--- Start of Provided text ---

Design Software & Tools

Free Interior Design Software: 2026 Hands-On Tested List with Chinese-Language Options

Roomfit Team2026-07-16 updated10 min read
#Free Interior Design Software#Chinese-Language Interior Design Software#Free Design Tools#Home Styling#3D Interior Design#Layout Planning
Free Interior Design Software: 2026 Hands-On Tested List with Chinese-Language Options

You want to sketch out a floor plan yourself, but you don't want to spend money on software right off the bat — we get it. The problem is, the moment you search "free interior design software" online, every download page looks flashier than the last, and only after you actually install it do you find out — saving a file requires payment, or exports come stamped with a giant watermark. Free, it turns out, doesn't mean free of cost.

This guide lays it all out upfront. We'll start by covering the five most common limits of free versions, then give you a hands-on tested roundup of desktop and web tools that have a Chinese interface and are genuinely free to use, and finish by showing you how to get furniture placed at true "1:1 scale" in a free tool first — so you don't end up downloading a pile of apps that none of them actually work for you. For the full lay of the land on tools first, head back to our complete interior design software roundup.

--- End of Provided text ---

• Your tasks:
- 1) Summarize the free interior design software guide in two sentences.
- 2) Write the next part of the free interior design software guide, picking up after its final sentence.
The lines that come next have no connection to the text above.

--- Start of Excerpted records ---

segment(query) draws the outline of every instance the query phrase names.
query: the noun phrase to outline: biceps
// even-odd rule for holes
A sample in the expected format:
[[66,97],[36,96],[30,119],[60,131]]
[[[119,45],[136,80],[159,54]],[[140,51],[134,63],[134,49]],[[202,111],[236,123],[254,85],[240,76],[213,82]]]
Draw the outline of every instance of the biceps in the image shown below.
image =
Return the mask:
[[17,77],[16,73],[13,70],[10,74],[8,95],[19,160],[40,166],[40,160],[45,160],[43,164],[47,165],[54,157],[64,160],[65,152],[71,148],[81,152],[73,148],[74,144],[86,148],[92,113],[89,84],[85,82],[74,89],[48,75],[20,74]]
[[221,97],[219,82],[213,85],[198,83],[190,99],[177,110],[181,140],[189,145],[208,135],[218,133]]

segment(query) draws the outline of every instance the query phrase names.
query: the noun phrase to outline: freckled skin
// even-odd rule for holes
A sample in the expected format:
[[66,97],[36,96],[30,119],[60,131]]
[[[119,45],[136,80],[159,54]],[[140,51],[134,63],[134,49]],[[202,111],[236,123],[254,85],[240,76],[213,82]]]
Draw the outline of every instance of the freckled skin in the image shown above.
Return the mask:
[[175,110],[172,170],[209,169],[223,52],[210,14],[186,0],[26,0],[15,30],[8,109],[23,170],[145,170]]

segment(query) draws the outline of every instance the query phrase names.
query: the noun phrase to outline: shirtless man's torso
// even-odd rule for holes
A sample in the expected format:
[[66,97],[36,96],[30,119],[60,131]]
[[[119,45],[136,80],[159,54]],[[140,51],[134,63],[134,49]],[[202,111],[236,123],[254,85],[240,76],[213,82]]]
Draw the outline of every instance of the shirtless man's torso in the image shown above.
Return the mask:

--- End of Excerpted records ---

• Expected results:
- 1) Free interior design software often reveals hidden costs only after installation, such as having to pay to save a file or getting exports stamped with a large watermark. The guide sets out to cover the five most common limits of free versions, give a hands-on tested roundup of genuinely free desktop and web tools with a Chinese interface, and show how to place furniture at true 1:1 scale in a free tool.

- 2)
Caption: Free interior design software is appealing, but check the watermark, export, and object-count limits before you download — it can save you a huge amount of trial-and-error time

Individual (DIY) users are the fastest-growing segment of the interior design software market, and more and more free tools are being built to chase exactly that demand (Grand View Research, 2024). Picking the right free tool saves you more than just money.

1How to Choose Free Interior Design Software? 5 Common Limits of Free Versions

Here's the bottom line: what trips people up most in free versions comes down to five things — watermarks, an export-count cap, object quantity limits, rendering or cloud-quota limits, and commercial licensing being billed separately. Checking the limits before downloading beats installing something and discovering it doesn't work for you. Free tools are thriving precisely because individual DIY users are the fastest-growing segment of this market (Grand View Research, 2024), but every vendor defines "free" differently.

These five limits aren't meant to talk you out of using free tools — they're meant to help you find the right match. Most everyday home furnishing rarely hits the ceiling; it's only when you're going commercial or need a high-resolution render that upgrading becomes worth considering. In other words, figure out how far you actually need to go this time first, then look back at whether the free version covers it — rather than getting swept along by the word "free" and downloading a pile of apps only to find none of them fit.

Watermarks and Export-Count Caps

The most deflating pitfall is spending time on a beautiful layout, only to have a giant watermark stamped right across the middle when you export it. Some tools also cap how many exports you get per month in the free tier, or crush the resolution down so low that printing it out to show a contractor is basically unreadable. These limits only show up when you actually "output the result," which makes them hard to spot beforehand — all the more reason to ask about them upfront.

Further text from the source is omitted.